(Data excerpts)
● ● ● ● ●

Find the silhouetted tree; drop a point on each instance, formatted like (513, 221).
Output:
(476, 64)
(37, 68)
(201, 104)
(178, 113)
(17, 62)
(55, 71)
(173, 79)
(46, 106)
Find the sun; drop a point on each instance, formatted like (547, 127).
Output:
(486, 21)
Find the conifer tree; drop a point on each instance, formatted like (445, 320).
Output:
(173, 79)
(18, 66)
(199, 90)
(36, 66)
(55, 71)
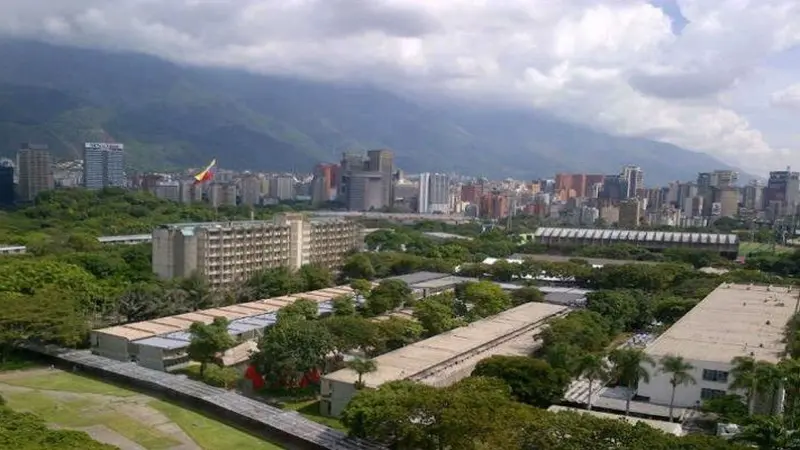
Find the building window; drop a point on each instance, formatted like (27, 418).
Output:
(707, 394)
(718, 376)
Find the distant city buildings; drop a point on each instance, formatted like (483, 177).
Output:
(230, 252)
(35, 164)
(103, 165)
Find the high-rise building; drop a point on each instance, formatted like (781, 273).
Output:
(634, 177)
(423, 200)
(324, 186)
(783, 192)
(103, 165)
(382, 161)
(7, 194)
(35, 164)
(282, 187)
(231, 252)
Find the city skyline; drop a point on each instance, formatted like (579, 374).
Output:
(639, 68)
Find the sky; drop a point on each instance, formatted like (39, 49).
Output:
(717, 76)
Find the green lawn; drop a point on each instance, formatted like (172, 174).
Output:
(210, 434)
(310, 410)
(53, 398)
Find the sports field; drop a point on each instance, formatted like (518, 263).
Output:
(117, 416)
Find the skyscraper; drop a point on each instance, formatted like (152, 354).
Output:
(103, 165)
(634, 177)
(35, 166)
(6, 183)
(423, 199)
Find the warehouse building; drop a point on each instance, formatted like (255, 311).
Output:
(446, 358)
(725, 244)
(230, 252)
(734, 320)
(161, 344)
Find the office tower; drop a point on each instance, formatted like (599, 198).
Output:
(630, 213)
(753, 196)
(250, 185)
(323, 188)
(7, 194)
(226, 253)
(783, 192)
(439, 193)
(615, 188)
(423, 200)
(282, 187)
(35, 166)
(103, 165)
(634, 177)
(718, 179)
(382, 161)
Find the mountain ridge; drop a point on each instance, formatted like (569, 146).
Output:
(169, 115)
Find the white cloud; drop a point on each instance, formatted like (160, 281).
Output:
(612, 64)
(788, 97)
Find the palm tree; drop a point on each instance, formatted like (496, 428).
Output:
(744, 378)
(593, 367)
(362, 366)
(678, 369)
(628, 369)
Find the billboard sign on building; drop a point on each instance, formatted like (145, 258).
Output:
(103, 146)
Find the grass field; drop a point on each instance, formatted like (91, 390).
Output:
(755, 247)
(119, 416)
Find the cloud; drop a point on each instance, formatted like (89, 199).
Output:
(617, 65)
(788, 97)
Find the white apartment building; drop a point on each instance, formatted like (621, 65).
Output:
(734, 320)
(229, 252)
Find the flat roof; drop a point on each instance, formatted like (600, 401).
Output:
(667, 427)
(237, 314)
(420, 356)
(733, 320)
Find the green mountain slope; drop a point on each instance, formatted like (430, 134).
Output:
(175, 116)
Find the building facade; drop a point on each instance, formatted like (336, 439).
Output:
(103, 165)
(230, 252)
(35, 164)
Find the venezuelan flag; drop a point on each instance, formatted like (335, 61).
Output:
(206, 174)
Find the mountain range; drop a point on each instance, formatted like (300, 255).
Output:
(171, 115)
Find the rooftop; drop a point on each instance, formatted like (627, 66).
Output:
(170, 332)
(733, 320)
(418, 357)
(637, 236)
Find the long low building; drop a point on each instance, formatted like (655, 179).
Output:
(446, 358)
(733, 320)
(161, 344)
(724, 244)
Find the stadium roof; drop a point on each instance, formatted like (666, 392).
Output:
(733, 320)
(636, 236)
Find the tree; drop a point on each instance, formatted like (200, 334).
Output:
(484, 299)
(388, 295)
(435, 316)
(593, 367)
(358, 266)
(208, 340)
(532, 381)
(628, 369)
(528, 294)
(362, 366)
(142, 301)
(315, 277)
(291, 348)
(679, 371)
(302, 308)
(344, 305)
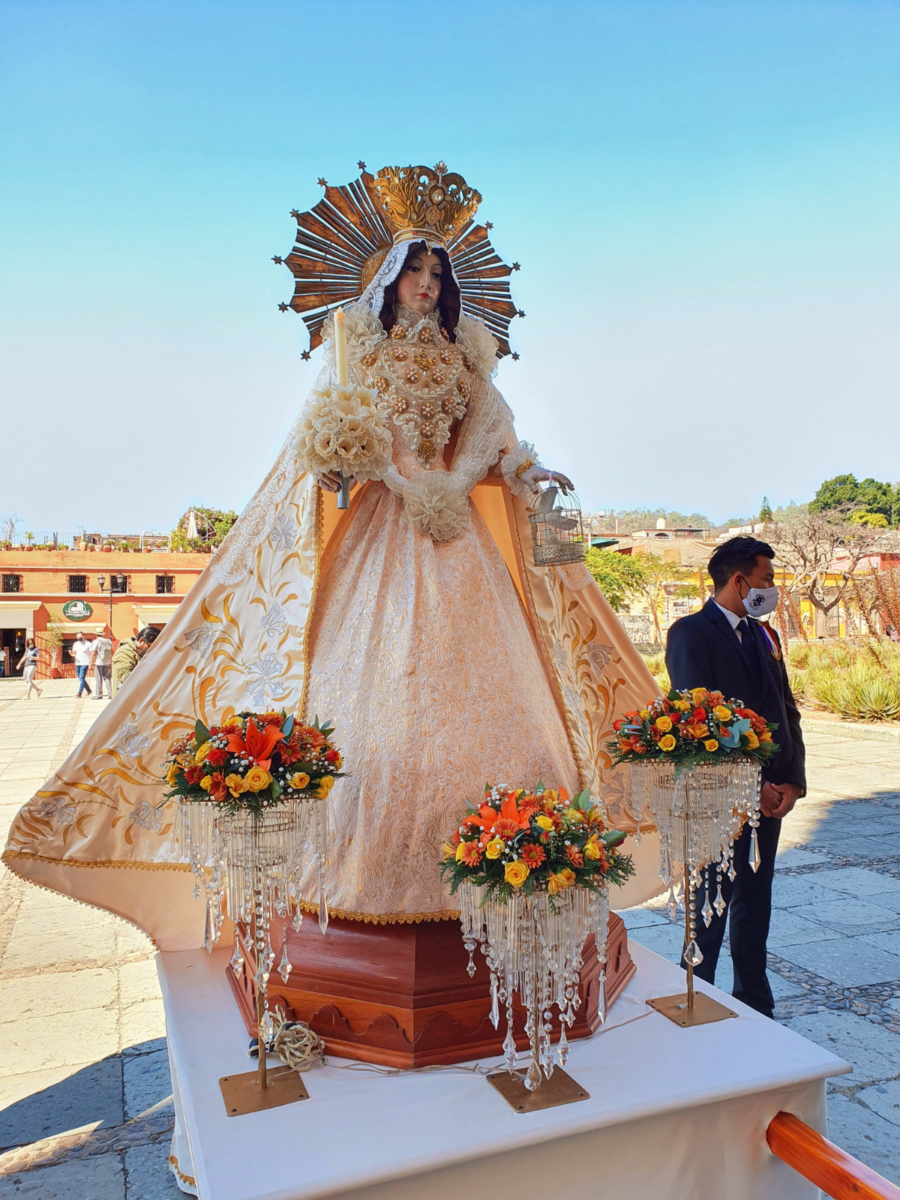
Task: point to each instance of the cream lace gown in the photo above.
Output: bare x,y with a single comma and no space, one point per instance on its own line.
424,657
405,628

● ● ● ● ●

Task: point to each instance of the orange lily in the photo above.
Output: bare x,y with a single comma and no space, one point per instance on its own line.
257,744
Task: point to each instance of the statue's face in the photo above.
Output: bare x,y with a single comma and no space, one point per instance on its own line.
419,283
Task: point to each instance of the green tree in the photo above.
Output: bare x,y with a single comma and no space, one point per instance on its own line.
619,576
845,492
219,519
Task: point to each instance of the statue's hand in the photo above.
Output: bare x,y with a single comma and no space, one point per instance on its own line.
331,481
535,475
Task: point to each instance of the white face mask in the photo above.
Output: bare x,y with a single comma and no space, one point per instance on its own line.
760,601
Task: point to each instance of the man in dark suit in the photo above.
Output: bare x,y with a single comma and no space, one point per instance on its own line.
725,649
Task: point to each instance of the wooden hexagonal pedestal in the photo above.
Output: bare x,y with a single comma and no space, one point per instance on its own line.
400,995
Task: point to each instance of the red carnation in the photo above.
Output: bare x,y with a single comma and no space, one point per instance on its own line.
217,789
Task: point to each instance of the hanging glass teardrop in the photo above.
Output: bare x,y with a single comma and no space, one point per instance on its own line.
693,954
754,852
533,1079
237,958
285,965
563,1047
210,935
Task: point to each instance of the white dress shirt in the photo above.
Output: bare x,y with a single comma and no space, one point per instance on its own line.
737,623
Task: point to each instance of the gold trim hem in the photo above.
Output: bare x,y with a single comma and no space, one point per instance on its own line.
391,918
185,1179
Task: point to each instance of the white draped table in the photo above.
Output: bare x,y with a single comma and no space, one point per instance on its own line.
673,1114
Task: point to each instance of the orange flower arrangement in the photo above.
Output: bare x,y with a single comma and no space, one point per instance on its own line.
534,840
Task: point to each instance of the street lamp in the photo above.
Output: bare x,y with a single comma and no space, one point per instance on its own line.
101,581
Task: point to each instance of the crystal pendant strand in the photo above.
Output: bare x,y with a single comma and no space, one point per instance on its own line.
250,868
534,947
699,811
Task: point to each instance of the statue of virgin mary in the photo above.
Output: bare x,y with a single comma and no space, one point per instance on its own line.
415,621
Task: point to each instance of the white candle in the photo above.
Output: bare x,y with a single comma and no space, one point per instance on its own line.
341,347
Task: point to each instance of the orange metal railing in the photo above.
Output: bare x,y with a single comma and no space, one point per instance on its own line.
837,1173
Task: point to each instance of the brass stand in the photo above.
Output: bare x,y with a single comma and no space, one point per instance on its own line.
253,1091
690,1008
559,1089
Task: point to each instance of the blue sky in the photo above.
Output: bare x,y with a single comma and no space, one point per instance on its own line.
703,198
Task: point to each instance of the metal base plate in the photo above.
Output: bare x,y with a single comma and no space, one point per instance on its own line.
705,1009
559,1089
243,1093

● ● ● ● ●

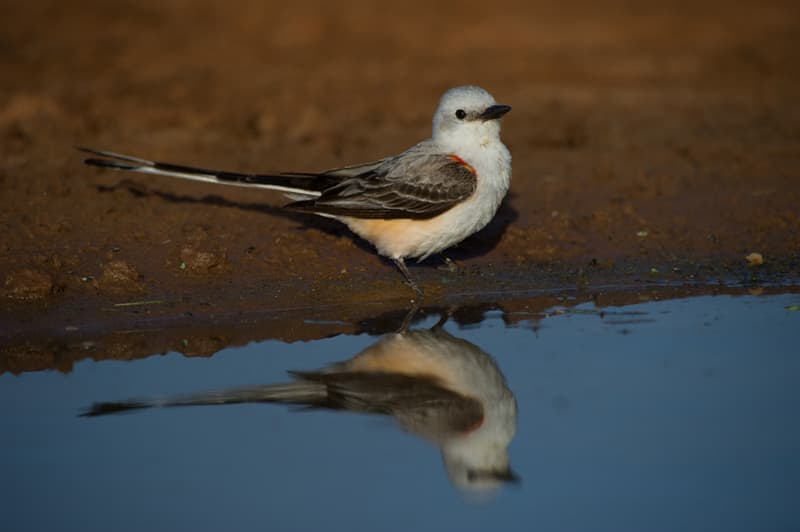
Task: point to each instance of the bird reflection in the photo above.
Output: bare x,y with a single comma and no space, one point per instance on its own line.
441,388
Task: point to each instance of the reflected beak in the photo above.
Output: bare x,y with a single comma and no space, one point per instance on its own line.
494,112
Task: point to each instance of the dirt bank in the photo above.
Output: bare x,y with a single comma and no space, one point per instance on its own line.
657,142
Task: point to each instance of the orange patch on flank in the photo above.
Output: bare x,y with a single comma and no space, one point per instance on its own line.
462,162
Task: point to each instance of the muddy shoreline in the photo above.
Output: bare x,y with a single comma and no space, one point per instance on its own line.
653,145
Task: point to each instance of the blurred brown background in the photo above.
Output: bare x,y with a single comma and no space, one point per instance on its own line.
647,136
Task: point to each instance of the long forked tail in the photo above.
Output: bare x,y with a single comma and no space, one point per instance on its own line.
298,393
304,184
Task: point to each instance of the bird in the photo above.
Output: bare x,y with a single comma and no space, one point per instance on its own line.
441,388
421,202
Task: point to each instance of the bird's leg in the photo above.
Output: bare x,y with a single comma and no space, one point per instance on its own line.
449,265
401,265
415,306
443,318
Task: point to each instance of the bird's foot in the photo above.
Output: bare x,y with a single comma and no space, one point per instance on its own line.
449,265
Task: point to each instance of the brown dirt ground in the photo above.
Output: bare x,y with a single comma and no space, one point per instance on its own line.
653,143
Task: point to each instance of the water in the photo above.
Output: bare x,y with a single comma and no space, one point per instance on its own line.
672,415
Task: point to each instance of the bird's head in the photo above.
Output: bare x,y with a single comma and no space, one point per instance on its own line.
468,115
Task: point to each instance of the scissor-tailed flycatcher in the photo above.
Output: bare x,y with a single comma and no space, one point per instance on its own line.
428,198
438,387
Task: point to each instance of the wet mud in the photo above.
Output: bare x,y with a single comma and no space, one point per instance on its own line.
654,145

● ● ● ● ●

→ WORK REQUEST:
Say how many lines in the records contain the string "dirt", and say nothing else.

→ EXERCISE RESULT:
2